Aluminum or steel piston heads are generally more resistant to deformation, meaning they'll give you a better seal longer. Unfortunately have a nasty habit of breaking mechboxes, especially on M16/M4/MP5/G3 variants (aka the Version 2 mechbox), and especially if you dryfire a lot. This is because it is the piston head that strikes the cylinder head (which is butted up against the mechbox frame), and there is no "give" to the impact. I wouldn't recommend them for use with a high tension spring. They run about $20-$30.
Silicone/plastic/polycarbonate piston heads have more "give" and will absorb an impact better than the aluminum ones, but they can deform and/or crack easier, too. These are probably best used with high-tension springs to reduce impact energy on the mechbox. Personally, I'd rather spend $20 to replace a plastic piston head than $80 to replace a mechbox.
Silent Piston Heads (aka "POM" Piston Heads) are cushioned, and thus minimize the impact on the cylinder head. However, you need to use a match silent cylinder head and silent piston head - you can't just mix and match, as they won't fit together properly. They also serve to quiet down your gun, so if you're considering building a surpressed AEG, this would be a good choice. Silent/"POM" Piston sets run about $40-50, but come with the silent piston head and matching cylinder head.
In my mechbox, I've used a Systema Polycarbonate Piston Head with Bearing. It's vented for better compression, will reduce impact stress on my mechbox, and the bearing will reduce twisting stress on my spring while giving me a few more feet per second of velocity. Price: $13 US.
www.wgcshop.com/pcart/shopper.php?itm=SYS-ZS-04-34_cat_Systema%20Pistons%20And%20Piston%20Heads
3) The Loading Nozzle:
The third part of the compression stage, this is the part that links the compression unit (cylinder, piston/piston head, and cylinder head) to the barrel. If your nozzle is leaking air around the cylinder head, you will lose compression, and thus velocity. If you nozzle does not fit tightly in the barrel, again, you will lose compression/velocity as air leaks out around it. A good loading nozzle is critical to consistency, IMHO.
Nozzles come in a variety of materials, metal and plastic. Personally, I think I prefer plastic, since the nozzle actually moves in and out of the barrel, and I would like to believe that plastic-on-metal friction will cause less wear in the long run than a metal-on-metal. Also, it is the function of the nozzle to push the bb into the barrel, so a metal nozzle with a ragged tip could scratch the bb, potentially inducing spin and reducing the consistency of my shots.

------------------------------------------------------------------------

• **Required work**
(1) List every dollar amount that appears in the passage on piston heads and loading nozzles.
(2) Summarize the passage on piston heads and loading nozzles in two sentences.
(3) Extract the stretch of the passage on piston heads and loading nozzles from "In my mechbox, I've" through "Price: $13 US.".
The lines that come next are drawn from a separate source.

• **Dataset section**
------------------------------------------------------------------------

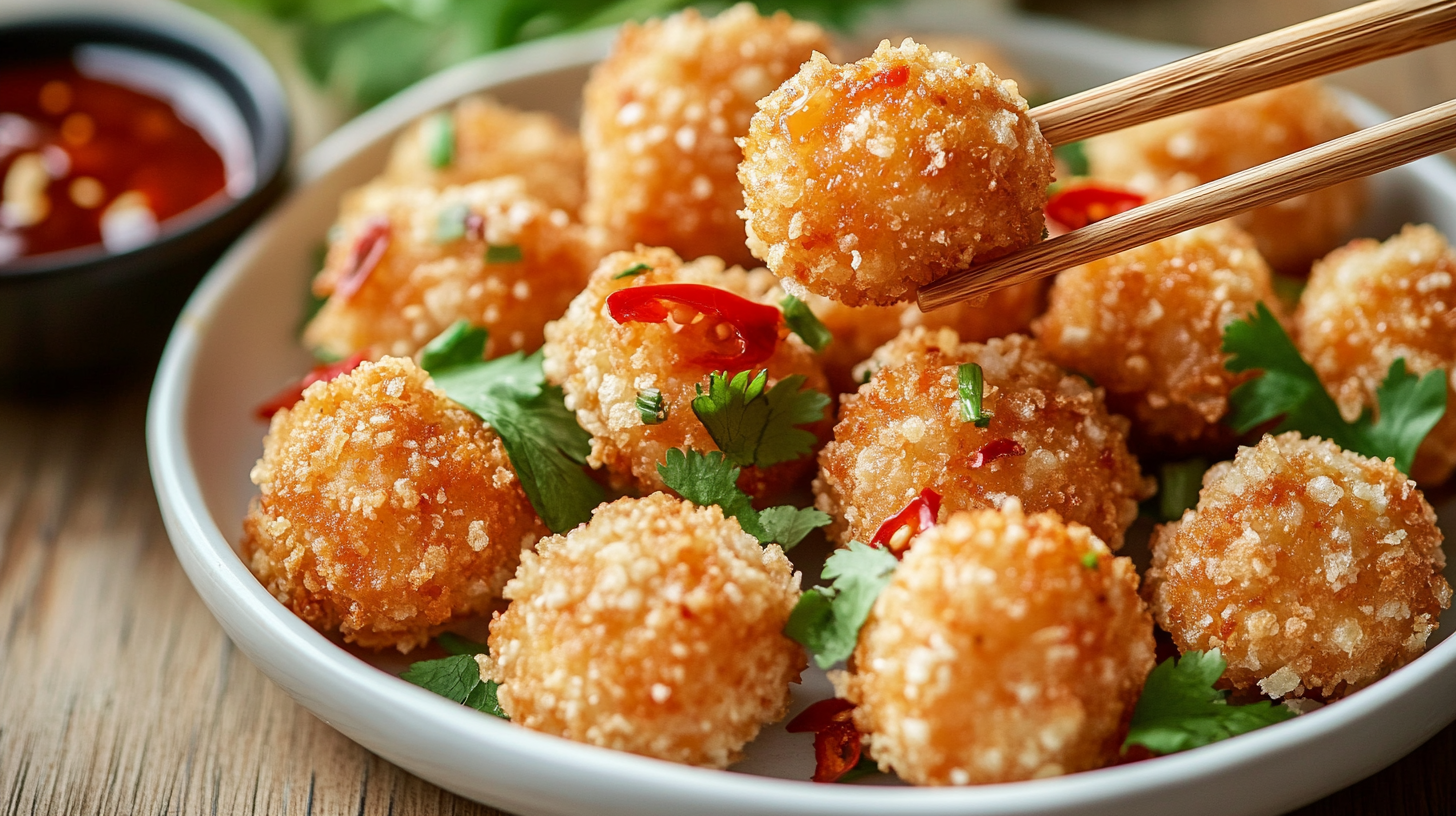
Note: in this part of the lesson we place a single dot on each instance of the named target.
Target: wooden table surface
(120, 694)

------------------------------------------------------------------------

• **Answers by task**
(1)
$20-$30
$20
$80
$40-50
$13 US

(2) Aluminum or steel piston heads hold a seal longer but can break mechboxes, while silicone, plastic or polycarbonate heads absorb impact better but deform or crack more easily. Silent "POM" heads cushion the impact and quiet the gun but need a matching cylinder head, and the loading nozzle must fit tightly to avoid losing compression and velocity.

(3)
In my mechbox, I've used a Systema Polycarbonate Piston Head with Bearing. It's vented for better compression, will reduce impact stress on my mechbox, and the bearing will reduce twisting stress on my spring while giving me a few more feet per second of velocity. Price: $13 US.